Aim of the task:
Copy every line of the entries below that contains the string "laptop". Matching is case-sensitive.

Provided entries:

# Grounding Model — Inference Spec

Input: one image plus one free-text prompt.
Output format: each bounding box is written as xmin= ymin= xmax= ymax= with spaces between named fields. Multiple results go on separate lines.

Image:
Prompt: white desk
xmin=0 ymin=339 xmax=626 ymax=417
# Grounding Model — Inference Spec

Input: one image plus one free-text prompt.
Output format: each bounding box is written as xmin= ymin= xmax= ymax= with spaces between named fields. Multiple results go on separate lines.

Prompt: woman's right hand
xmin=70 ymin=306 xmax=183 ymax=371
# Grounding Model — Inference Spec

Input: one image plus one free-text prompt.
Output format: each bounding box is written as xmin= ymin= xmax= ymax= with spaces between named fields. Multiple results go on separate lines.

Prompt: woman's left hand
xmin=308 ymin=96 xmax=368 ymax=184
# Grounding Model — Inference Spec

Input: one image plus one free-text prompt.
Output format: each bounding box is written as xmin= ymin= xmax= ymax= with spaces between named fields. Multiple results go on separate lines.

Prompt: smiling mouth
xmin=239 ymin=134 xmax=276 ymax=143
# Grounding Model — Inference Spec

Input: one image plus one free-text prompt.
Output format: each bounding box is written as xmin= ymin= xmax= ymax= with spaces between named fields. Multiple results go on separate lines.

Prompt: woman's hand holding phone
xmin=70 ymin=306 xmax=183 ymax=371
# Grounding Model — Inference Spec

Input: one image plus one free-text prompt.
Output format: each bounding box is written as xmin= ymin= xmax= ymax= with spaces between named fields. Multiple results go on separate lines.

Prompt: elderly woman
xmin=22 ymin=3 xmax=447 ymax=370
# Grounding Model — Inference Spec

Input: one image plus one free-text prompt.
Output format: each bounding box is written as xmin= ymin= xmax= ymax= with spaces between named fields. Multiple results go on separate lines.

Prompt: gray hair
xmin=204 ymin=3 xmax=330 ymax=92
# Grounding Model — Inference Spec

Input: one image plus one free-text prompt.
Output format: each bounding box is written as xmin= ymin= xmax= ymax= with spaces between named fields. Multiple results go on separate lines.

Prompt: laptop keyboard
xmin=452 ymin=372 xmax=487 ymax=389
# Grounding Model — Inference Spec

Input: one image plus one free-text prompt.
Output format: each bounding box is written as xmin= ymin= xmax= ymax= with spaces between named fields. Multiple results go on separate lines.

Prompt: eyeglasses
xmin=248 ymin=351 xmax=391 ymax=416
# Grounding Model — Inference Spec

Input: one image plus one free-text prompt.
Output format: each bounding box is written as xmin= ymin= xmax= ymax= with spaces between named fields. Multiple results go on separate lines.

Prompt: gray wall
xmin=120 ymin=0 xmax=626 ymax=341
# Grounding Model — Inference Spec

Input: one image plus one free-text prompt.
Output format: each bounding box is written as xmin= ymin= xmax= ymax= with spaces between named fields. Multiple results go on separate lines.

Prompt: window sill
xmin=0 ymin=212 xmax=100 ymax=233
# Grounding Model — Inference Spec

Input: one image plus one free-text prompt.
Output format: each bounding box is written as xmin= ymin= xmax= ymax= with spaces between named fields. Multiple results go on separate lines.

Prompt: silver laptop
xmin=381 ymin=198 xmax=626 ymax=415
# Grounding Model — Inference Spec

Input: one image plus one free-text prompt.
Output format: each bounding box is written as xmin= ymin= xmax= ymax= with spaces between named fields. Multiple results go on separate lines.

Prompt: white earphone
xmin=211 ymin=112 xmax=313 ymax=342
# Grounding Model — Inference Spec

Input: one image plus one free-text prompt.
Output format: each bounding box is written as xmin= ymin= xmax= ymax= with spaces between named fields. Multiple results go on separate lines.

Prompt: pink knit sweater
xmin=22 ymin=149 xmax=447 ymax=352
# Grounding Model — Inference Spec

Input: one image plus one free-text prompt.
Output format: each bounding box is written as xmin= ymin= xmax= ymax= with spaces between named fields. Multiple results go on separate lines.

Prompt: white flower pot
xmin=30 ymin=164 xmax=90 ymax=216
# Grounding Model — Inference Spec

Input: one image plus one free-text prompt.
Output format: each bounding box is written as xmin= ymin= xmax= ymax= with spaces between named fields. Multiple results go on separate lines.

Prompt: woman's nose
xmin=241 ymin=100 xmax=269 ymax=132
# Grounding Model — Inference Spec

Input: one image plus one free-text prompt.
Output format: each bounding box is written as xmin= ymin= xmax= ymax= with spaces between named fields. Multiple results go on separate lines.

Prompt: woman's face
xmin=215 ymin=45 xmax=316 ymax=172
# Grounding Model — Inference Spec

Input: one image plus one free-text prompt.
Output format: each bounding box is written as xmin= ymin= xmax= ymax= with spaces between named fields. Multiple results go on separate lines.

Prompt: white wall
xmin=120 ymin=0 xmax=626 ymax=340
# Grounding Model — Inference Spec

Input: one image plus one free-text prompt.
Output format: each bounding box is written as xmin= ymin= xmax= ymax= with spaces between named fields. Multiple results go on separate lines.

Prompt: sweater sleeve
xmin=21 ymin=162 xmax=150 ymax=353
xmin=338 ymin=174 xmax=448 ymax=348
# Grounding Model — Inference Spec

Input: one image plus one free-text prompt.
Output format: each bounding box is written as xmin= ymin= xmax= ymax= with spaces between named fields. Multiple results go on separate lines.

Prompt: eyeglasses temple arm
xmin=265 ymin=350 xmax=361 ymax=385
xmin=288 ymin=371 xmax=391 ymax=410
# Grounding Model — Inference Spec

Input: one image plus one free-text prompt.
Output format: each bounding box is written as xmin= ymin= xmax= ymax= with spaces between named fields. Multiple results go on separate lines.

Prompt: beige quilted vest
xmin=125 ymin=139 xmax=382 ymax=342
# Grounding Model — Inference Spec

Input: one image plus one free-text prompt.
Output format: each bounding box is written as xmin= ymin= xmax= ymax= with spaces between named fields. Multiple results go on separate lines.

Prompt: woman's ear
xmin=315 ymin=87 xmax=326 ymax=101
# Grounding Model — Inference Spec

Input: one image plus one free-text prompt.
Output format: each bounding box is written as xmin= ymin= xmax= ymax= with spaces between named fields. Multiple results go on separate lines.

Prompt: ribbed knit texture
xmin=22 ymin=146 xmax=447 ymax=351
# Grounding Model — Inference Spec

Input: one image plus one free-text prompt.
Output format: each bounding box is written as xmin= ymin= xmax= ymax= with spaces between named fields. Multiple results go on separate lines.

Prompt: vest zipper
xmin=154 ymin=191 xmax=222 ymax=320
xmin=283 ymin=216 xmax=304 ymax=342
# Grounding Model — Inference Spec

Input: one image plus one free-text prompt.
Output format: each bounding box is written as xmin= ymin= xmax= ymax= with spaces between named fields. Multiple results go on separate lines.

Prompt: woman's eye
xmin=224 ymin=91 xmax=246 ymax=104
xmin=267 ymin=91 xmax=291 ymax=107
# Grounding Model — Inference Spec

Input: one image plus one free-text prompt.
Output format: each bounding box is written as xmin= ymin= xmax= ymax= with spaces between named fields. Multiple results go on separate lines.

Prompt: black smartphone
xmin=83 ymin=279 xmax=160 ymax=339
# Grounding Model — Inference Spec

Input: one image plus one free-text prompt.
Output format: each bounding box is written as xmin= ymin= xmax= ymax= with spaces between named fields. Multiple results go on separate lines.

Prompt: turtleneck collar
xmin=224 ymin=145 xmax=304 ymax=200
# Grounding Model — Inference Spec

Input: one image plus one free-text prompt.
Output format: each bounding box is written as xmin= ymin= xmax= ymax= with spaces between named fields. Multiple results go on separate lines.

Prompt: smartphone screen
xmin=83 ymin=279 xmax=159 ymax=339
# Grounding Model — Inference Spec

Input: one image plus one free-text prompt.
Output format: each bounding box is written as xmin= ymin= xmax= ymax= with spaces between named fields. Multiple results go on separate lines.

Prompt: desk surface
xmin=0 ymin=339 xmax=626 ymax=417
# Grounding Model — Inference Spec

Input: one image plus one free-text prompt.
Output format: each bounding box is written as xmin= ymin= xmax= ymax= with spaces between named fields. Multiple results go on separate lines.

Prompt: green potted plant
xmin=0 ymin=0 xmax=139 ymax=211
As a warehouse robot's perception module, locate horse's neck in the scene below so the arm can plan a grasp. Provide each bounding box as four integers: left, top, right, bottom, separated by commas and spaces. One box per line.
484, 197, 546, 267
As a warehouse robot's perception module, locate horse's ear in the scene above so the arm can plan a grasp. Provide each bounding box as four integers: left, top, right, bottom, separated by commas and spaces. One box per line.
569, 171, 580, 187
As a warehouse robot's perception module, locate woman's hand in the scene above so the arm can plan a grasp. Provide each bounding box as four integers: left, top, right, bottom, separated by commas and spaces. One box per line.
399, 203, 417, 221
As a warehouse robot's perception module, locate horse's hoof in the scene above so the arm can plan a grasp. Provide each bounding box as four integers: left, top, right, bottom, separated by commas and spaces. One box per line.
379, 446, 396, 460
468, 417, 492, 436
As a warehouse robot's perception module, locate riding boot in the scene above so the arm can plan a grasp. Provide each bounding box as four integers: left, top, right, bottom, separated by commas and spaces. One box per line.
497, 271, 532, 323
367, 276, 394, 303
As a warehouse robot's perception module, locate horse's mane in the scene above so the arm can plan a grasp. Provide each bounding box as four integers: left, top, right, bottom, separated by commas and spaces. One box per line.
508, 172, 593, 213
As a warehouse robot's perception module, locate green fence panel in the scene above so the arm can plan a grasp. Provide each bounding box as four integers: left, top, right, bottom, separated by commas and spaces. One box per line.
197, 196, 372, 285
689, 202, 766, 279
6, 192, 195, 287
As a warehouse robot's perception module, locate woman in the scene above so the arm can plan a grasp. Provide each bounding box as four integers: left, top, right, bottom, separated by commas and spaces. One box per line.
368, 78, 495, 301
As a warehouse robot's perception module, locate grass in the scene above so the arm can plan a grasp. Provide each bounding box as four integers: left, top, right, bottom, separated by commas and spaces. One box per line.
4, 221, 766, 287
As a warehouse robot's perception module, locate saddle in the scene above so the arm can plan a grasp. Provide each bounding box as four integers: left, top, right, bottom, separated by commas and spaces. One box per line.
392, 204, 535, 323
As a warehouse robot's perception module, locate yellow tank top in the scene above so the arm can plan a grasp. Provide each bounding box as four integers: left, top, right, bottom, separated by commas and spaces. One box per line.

Solution to this task:
Prompt: laptop keyboard
Prompt: silver laptop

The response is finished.